OPDRACHTEN:
[a] Tot welk bedrag heeft [eiseres] volgens de tekst over de loonvordering haar vordering voor de wettelijke verhoging bij conclusie van repliek verhoogd?
[b] Schrijf uit de tekst over de loonvordering woordelijk over van "Vakantietoeslag en vakantiedagen" tot en met "niet betwist toegewezen.".
[c] Ga verder met de tekst over de loonvordering vanaf het punt waar die ophoudt.

BRONTEKST:

== == ==

De wettelijke verhoging over het salaris wordt als onbetwist, conform artikel 7:625 BW, toegewezen. Bij conclusie van repliek heeft [eiseres] haar vordering dienaangaande verhoogd tot het maximum van € 1.452,67. Dit bedrag wordt toegewezen.
4.6.
De wettelijke rente over deze bedragen, waarvan [eiseres] bij conclusie van repliek stelt dat die tot en met 1 mei 2020 € 136,35 bedraagt, wordt als onbetwist en op de wet gegrond toegewezen.
Vakantietoeslag en vakantiedagen
4.6.
De gevorderde opgebouwde vakantietoeslag van € 105,77 volgt uit de door [eiseres] overgelegde salarisspecificatie en wordt als niet betwist toegewezen.
4.7.

== == ==

VASTGELEGDE GEGEVENS:
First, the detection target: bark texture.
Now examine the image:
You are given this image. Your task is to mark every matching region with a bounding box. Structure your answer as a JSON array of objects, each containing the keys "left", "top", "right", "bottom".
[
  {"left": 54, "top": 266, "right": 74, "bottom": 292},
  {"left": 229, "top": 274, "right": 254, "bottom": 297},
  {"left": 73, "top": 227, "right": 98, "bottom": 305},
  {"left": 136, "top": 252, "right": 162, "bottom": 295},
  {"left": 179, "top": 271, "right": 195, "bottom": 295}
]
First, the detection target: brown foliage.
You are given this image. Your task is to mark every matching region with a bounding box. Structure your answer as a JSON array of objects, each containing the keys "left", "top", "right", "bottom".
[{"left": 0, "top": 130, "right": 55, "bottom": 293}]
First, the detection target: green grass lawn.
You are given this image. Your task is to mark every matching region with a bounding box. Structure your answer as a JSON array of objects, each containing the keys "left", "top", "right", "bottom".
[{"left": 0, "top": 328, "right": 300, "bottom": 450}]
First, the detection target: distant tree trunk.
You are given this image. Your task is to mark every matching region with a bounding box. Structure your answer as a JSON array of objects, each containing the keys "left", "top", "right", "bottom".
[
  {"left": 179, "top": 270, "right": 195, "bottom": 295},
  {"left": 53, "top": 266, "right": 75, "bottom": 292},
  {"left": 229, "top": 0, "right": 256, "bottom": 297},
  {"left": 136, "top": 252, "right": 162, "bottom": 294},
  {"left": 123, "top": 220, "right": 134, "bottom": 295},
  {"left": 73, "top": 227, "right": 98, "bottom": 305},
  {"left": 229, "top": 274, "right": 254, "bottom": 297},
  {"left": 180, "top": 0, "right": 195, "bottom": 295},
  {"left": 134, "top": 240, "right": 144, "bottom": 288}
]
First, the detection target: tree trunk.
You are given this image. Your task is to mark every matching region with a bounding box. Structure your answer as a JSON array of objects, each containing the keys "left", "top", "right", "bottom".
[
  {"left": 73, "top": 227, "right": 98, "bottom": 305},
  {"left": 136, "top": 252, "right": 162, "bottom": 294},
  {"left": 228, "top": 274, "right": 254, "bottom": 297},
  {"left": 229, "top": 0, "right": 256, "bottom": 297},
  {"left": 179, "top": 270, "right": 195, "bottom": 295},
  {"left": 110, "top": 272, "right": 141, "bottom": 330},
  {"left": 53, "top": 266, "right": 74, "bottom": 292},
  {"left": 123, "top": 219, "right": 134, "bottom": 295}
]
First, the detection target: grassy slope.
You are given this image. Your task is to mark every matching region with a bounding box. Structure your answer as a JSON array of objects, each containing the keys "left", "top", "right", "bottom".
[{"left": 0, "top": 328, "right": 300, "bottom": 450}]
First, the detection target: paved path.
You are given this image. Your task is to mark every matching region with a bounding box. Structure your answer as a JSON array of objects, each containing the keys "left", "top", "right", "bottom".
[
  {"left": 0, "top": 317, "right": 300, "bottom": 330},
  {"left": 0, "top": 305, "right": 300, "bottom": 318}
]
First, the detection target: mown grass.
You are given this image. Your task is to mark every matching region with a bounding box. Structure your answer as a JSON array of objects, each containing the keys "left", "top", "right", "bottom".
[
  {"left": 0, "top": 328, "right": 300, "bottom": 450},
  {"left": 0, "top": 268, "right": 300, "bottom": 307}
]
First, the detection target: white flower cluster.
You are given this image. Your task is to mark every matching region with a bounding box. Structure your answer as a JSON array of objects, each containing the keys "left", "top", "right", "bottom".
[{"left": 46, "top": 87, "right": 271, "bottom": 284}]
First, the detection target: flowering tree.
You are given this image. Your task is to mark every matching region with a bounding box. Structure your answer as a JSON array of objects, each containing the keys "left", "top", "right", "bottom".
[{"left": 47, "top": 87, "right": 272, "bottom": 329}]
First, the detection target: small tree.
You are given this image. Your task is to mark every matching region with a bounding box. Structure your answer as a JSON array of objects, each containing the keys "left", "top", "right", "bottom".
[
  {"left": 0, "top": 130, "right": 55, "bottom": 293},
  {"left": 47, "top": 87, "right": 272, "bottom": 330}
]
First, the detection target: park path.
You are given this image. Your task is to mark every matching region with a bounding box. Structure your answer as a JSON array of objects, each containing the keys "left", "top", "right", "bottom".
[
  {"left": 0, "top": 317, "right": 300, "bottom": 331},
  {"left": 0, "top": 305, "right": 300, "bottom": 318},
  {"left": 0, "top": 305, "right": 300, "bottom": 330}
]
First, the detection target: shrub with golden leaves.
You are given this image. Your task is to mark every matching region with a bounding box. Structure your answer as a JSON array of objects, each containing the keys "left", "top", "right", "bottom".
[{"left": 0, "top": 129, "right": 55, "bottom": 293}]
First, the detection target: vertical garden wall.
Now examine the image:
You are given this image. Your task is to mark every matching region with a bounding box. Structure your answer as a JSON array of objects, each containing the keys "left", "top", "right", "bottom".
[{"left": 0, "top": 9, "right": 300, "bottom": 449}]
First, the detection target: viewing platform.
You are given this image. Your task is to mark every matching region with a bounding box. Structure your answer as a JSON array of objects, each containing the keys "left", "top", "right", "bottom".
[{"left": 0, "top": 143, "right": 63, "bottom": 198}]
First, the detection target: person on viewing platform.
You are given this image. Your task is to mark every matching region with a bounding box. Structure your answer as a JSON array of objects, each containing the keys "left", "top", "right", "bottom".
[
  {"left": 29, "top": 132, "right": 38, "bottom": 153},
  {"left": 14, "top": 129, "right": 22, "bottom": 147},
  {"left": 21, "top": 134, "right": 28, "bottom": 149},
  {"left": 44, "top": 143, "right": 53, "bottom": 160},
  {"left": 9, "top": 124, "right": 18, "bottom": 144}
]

== == ==

ANTWOORDEN:
[a] Tot het maximum van € 1.452,67.

[b]
Vakantietoeslag en vakantiedagen
4.6.
De gevorderde opgebouwde vakantietoeslag van € 105,77 volgt uit de door [eiseres] overgelegde salarisspecificatie en wordt als niet betwist toegewezen.

[c]
[eiseres] vordert verder € 259,75 aan opgebouwde maar niet genoten vakantiedagen. [eiseres] heeft wat dat betreft bij dagvaarding onder randnummer 17 deugdelijk gemotiveerd onderbouwd dat zij tot 11 september 2019 9,27 vakantie-uren heeft opgebouwd, maar niet opgenomen. [eiseres] heeft ter berekening van het gevorderde bedrag echter een onjuist uurloon van € 28,02 gehanteerd. De kantonrechter vermoedt dat [eiseres] haar maandsalaris heeft gedeeld door het aantal werkuren per week (28), in plaats van het aantal werkuren per maand. De kantonrechter zal uitgaan van het uurloon zoals opgenomen op de salarisspecificatie, vermeerderd met 8% vakantietoeslag, dus € 11,60 (1,08 * € 10,74). Daarom wordt ten aanzien van opgebouwde maar niet genoten vakantiedagen een bedrag van € 107,53 toegewezen (9,27 maal € 11,60).
4.8.
De wettelijke verhoging over de vakantietoeslag en uitgekeerde vakantiedagen wordt als onbetwist toegewezen. Bij conclusie van repliek heeft [eiseres] haar vordering ook wat dat betreft verhoogd tot het maximum. Nu hiervoor is overwogen dat de uitgekeerde vakantiedagen onjuist berekend zijn, zal een bedrag van € 106,65 (50% maal (€ 105,77 +
€ 107,53)) worden toegewezen.
4.9.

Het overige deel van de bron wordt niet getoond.